# Task to carry out:
All of these records need to be duplicated exactly.

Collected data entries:

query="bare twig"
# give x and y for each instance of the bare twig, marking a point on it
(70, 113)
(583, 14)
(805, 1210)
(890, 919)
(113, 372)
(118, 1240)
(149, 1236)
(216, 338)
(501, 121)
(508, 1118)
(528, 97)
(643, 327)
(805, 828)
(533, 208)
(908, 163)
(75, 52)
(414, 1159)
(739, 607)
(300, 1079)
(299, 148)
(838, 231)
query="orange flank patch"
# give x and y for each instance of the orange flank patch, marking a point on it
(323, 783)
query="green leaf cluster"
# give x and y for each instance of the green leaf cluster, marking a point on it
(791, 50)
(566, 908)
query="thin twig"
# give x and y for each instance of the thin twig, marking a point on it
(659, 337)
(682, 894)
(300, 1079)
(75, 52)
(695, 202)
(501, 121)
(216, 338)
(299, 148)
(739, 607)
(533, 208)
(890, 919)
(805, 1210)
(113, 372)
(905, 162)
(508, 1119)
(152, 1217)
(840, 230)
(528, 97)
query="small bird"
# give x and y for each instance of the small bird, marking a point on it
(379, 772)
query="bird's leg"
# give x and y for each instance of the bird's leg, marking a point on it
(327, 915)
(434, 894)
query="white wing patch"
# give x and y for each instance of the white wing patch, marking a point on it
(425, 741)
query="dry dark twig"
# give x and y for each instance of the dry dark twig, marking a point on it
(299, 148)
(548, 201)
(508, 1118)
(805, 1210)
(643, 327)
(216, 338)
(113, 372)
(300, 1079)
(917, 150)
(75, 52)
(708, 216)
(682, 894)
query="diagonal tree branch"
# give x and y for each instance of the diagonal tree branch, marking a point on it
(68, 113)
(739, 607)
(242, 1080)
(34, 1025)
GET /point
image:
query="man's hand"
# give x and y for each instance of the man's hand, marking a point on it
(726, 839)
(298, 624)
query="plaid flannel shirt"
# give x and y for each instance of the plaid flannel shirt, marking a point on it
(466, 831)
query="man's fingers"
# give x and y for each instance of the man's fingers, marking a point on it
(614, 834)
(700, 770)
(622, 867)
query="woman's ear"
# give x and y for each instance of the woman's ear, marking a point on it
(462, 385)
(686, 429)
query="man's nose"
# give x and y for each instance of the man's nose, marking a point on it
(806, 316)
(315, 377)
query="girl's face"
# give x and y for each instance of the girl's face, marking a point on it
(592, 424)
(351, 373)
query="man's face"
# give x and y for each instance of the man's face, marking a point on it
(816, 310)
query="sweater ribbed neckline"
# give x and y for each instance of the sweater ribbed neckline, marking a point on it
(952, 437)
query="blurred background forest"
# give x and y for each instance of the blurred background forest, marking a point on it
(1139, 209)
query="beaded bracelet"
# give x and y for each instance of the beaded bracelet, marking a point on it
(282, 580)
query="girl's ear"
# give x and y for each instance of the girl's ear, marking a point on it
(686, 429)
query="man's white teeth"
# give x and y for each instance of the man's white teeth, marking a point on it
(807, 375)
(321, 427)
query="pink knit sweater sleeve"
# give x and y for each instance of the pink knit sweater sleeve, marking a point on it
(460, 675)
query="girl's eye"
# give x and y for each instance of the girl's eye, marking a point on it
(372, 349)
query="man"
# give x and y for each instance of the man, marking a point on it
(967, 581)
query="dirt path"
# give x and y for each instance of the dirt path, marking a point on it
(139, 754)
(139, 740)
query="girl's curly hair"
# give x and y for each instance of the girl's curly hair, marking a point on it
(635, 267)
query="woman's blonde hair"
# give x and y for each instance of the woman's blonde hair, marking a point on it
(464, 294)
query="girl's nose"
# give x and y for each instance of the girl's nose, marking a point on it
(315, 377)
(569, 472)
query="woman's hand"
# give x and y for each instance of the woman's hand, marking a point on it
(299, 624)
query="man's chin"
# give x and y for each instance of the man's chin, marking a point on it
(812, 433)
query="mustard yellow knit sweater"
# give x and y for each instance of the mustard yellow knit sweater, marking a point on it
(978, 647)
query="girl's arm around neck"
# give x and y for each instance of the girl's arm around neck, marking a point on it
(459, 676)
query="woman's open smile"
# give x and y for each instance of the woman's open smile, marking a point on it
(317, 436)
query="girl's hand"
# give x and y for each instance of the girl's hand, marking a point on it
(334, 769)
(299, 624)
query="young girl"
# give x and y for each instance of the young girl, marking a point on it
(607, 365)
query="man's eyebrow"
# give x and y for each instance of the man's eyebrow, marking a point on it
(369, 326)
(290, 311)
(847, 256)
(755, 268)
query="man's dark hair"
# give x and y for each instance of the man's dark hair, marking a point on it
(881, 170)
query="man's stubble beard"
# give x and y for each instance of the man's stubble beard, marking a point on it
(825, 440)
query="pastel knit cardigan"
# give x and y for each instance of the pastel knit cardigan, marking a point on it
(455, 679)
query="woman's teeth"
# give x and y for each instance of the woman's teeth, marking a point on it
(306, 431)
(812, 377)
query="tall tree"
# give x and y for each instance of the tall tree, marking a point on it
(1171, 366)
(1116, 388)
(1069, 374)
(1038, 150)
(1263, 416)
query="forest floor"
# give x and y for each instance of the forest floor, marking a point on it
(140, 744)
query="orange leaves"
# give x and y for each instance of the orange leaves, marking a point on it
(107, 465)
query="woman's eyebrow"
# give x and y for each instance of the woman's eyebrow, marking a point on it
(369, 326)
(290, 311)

# Answer area:
query="bare twig"
# give x and y for each instance of the bare twig, marking a point on it
(70, 113)
(583, 14)
(805, 1210)
(890, 919)
(113, 372)
(118, 1240)
(149, 1236)
(216, 338)
(501, 121)
(508, 1118)
(528, 97)
(643, 327)
(805, 828)
(533, 208)
(908, 163)
(75, 52)
(414, 1159)
(739, 607)
(300, 1079)
(299, 148)
(838, 231)
query="orange flank patch"
# give x and y for each instance of the orange flank patch, marking a point on it
(323, 783)
query="green leaf cluster"
# give x and y for each instance of the green leaf cluster, marking a point on it
(791, 50)
(566, 908)
query="thin twig"
# give x and y for each instance of the thin twig, marking a point on it
(659, 337)
(682, 894)
(300, 1079)
(75, 52)
(695, 202)
(501, 121)
(216, 338)
(299, 148)
(739, 607)
(533, 208)
(890, 919)
(805, 1210)
(113, 372)
(905, 162)
(508, 1119)
(152, 1217)
(840, 230)
(528, 97)
query="small bird"
# give x and y for each instance of the small bird, marking a point on it
(379, 772)
query="bird's leg"
# give x and y for each instance of the bird's leg, marking a point on it
(327, 915)
(434, 894)
query="white wing patch"
# give x and y for each instance of the white wing patch, marking a point on it
(425, 741)
query="dry dark twig"
# give x and y for each instance of the dry dark twig, marking a point on it
(299, 148)
(548, 201)
(508, 1118)
(805, 1210)
(643, 327)
(216, 338)
(113, 372)
(300, 1079)
(917, 150)
(75, 52)
(708, 216)
(682, 894)
query="diagonal tree branch"
# give x and y for each instance of the diagonal tree branch, marking a point on it
(68, 113)
(739, 607)
(242, 1080)
(34, 1025)
GET /point
image:
query="man's hand"
# give x and y for each instance of the man's hand, marking a point on it
(726, 839)
(298, 624)
query="plaid flannel shirt"
# give x and y for each instance of the plaid flannel shirt, marking a point on it
(466, 831)
query="man's fingers"
# give x and y for each instance of the man's fingers, marking a point on it
(614, 834)
(700, 770)
(622, 867)
query="woman's ear"
# give x and y for each instance of the woman's ear, marking a point on it
(462, 385)
(686, 429)
query="man's nose"
# give x and y for each instance of the man's nose, marking a point on it
(806, 316)
(315, 377)
query="girl's face"
# give x and y for each instance of the girl's face, marking a point on it
(592, 424)
(351, 373)
query="man's face"
# give x and y for each instance of the man's face, marking a point on it
(816, 310)
query="sweater ribbed neckline"
# give x and y for each instance of the sweater ribbed neckline, marking a point on it
(952, 437)
query="blurred background forest"
# give x and y for each instance of the blurred background forest, marking a point on it
(1139, 209)
query="beaded bracelet"
# give x and y for each instance of the beaded bracelet, marking a point on it
(282, 580)
query="girl's ear"
# give x and y for each instance of the girl's ear, marking a point on it
(686, 429)
query="man's white teeth"
# give x and y for each instance of the man's white teeth, marking a point on it
(807, 375)
(321, 427)
query="pink knit sweater sleeve"
# give x and y for each instance of the pink knit sweater sleeve, marking a point on it
(460, 675)
query="girl's eye"
# give x and y for each instance of the girl's eye, marking a point on it
(372, 349)
query="man"
# give x and y for each instance of the man, marking a point on it
(967, 581)
query="dirt path"
# give x and y for each instance of the dirt path, marking a point on it
(139, 754)
(139, 740)
query="girl's curly hair"
# give x and y for each instance of the girl's curly hair, marking a point on it
(635, 267)
query="woman's blonde hair"
# give x and y for each instance of the woman's blonde hair, marking a point on it
(464, 294)
query="girl's nose"
# give x and y for each instance of the girl's nose, marking a point on it
(315, 377)
(569, 472)
query="woman's hand"
# give x and y for each instance of the woman's hand, marking a point on it
(299, 624)
query="man's chin"
# give x and y for each instance of the man's chin, marking a point on it
(812, 433)
query="mustard yellow knit sweater"
# give x and y for each instance of the mustard yellow knit sweater, marking a point on it
(978, 647)
query="girl's arm around neck"
# give x and y for each instance of the girl's arm around neck, marking a point on it
(459, 676)
query="woman's open smile"
# give x and y for each instance of the woman's open smile, marking a point on it
(317, 436)
query="girl's hand"
# give x and y for each instance of the girl's hand, marking a point on it
(334, 769)
(299, 624)
query="young girl"
# give x and y for each instance of the young girl, marking a point on it
(607, 365)
query="man's eyebrow"
# give x and y for each instance of the man's eyebrow, marking a point on it
(369, 326)
(290, 311)
(847, 256)
(755, 268)
query="man's dark hair"
# give x and y for each instance of the man's dark hair, marking a point on it
(881, 170)
query="man's stubble beard"
# give x and y for each instance of the man's stubble beard, marking a point on it
(825, 440)
query="pastel knit cardigan"
# give x and y for each instance of the pastel knit cardigan, marking a point on it
(455, 679)
query="woman's teeth"
# give x and y for each instance of the woman's teeth, marking a point on it
(306, 431)
(812, 377)
query="tall tree"
# give x and y for each instance of the tall tree, marking a point on it
(1171, 366)
(1116, 388)
(1069, 374)
(1038, 150)
(1263, 416)
query="forest floor"
# give x and y for each instance of the forest floor, marking a point on it
(140, 744)
query="orange leaves"
# give x and y for each instance of the orange leaves, marking a point on it
(107, 465)
query="woman's eyebrow"
# give x and y for each instance of the woman's eyebrow, marking a point on it
(369, 326)
(290, 311)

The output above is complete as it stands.